— START OF EXCERPT —

Here we can see that the organization did much better in the second half of the year with respect to hitting its target. Note that in this example, we are showing a full year's worth of data. If we only had six weeks of data, the dashboard would show a weekly rather than a monthly view.

This Year versus Last Year

A question that often comes up when looking at any trend data is whether you are performing better this year than you did last year. The utilization trend chart contains a drop-down menu that allows you to switch between the current view and one that compares billable percentages for this year with the previous year. (See Figure 25.8.)

Dashboard shows lines for both year 2014 and 2015 starting approximately at 25 and 30 percent with ending point of 2015 higher than 2014.

Figure 25.8 Comparing this year with last year.

Here we can see that billable percentage for the current year (the dark blue line) is up 22 percent overall for the entire year and performed better in every month except for March. We can also see that the peaks and valleys for 2015 parallel those for 2014, suggesting that metrics are cyclical, which should help predict trends for future years.

How Are Individual Departments Performing over Time?

By default, the numbers along the top of the dashboard and the utilization trend show results for the entire organization. You can also focus on individual departments, as shown in Figure 25.9.

Agency utilization roll up chart shows departments of new biz plus opp, internal projects, and internal admin for technology division along with utilization trend at bottom right.

Figure 25.9 Clicking a department will filter the KPIs and the utilization trend chart by the selected department.

Why This Works

Problem Areas

The dashboard shows 50 different measures, but the KPI dots make it easy to focus on the areas that are performing poorly. (See Figure 25.10.)

Image described by caption and surrounding text.

Figure 25.10 KPI dots make it easy to see which areas are performing poorly.

Here we can immediately see that: (1) potential fees compared to actual fees is exceedingly high; (2) the organization is grossly overstaffed; (3) three departments are below target; and (4) three departments are not covering costs.

— END OF EXCERPT —
— START OF RECORDED INFORMATION —

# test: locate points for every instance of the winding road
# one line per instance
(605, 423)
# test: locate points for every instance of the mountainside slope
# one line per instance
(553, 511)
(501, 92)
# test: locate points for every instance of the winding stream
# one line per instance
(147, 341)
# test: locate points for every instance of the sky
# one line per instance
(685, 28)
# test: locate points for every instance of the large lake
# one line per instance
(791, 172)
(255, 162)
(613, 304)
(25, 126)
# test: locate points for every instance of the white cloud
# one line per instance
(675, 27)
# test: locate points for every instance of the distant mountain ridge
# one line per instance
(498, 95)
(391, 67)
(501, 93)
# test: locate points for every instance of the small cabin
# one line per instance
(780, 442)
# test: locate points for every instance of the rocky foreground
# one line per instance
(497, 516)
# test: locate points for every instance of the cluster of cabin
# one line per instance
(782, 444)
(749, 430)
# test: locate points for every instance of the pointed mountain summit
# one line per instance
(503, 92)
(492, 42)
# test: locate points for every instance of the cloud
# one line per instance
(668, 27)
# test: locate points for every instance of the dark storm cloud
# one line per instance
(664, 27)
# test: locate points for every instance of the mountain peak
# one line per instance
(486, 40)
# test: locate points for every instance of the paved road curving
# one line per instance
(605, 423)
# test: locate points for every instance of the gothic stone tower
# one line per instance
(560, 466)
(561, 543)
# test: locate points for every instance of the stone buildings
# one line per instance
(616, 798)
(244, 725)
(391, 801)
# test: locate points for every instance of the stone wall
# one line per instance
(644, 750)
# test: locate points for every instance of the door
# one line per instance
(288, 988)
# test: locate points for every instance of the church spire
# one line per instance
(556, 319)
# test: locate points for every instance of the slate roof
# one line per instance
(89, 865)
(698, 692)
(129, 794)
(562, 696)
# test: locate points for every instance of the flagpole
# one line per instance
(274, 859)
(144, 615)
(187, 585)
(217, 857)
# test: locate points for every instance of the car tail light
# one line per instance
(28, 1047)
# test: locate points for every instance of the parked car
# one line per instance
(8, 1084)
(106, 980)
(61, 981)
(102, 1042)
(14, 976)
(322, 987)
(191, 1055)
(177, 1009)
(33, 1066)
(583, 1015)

— END OF RECORDED INFORMATION —

● **DIRECTIVES**:
A. Please repeat the part of the dashboard excerpt between "The dashboard shows" and "areas are performing poorly.", inclusive.
B. Decide whether each statement agrees with the dashboard excerpt, answering yes or no and quoting the deciding words: (i) The dashboard shows 50 different measures. (ii) The billable percentage for the current year performed better in every month. (iii) With only six weeks of data, the dashboard would show a monthly view.

● **ANSWERS FOR THIS EXERCISE**:
A.
The dashboard shows 50 different measures, but the KPI dots make it easy to focus on the areas that are performing poorly. (See Figure 25.10.)

Image described by caption and surrounding text.

Figure 25.10 KPI dots make it easy to see which areas are performing poorly.

B.
(i) Yes: "The dashboard shows 50 different measures"
(ii) No: "performed better in every month except for March"
(iii) No: "the dashboard would show a weekly rather than a monthly view"